* _What is being asked_
Continue the passage on evaluating crosslink search sensitivity, starting after its final sentence.

---------- Excerpt provided ----------

Evaluation of search sensitivity

We then reanalyzed the triplicate datasets from the synthetically generated crosslinked peptides provided by Beveridge et al.21 For the DSS noncleavable linker set, we detected 225±7 unique crosslinks at a real FDR of 3.1% (for an expected FDR of 5%). The real FDR is calculated based on the known composition of the peptide set. Sensitivity exceeds several other tools that have operated on this dataset (Figure S3). We used an Eα peptide setting of 10% to reflect the higher quality of the dominant peptide and allowed the Eβ setting to be 99%, relaxing the requirement for a high-quality β peptide. These are the default values for all searches. To compare with a brute-force approach, CRIMP 2.0 identified 1341 CSMs with a real FDR of 2.0%, compared to 885 CSMs and a real FDR of 3.1% for OpenPepXL. The lower sensitivity of the brute force approach is likely related to the higher level of noise that accompanies a search of all possible pairwise combinations.

---------- Recorded data ----------

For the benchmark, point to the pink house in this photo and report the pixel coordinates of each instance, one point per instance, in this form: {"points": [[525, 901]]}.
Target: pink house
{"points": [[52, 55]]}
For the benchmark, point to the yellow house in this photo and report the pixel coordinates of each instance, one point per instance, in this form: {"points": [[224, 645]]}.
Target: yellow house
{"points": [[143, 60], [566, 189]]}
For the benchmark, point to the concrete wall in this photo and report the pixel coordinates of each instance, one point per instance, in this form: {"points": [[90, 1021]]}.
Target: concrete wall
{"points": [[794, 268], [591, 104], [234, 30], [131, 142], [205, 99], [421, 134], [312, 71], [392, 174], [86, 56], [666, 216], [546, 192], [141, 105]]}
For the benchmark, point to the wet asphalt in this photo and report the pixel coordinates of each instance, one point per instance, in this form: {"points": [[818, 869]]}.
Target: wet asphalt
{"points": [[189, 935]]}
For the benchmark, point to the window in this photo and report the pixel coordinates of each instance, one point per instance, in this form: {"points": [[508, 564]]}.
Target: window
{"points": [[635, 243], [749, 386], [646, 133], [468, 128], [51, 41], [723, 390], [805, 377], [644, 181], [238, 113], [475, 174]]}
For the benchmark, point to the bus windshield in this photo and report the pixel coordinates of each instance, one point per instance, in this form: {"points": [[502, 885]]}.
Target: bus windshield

----------

* _Exercise answer_
We then searched the replicate noncleavable crosslinker data with various levels of database entrapment (Figure 2A,B). The sensitivity decreases, but approximately 35% of the detectable unique crosslinks are still found with almost 80,000 proteins as entrapment. To evaluate our approach for interprotein detection, we altered the database from its original design by segmenting the Cas9 protein into four smaller “proteins” (see Experimental Section). This segmentation turns many intraprotein crosslinks into interprotein crosslinks. The results show a diminishing sensitivity for interprotein crosslinks at higher levels of entrapment, but the rate of reduction is only slightly greater than intraprotein crosslinks (Figure 2C,D). Error estimation begins to destabilize at higher entrapment because of the very low number of hits returned in the searches. These searches are computationally efficient even with entrapment, highlighting the utility of a strong database reduction concept (Figure S4).

Figure 2.

Figure 2.

Crosslink sensitivity determination using the replicate dataset from Beveridge et al.21 for the DSS crosslinker. The analysis for the Cas9 database at (A) 5% and (B) 1% calculated FDR. The results for the segmented Cas9 database at (C) 5% and (D) 1% FDR, presented as both intraprotein and an interprotein search results. Effect of entrapment is shown using multiple added databases with the noted protein complexity. Real % FDR posted as callouts.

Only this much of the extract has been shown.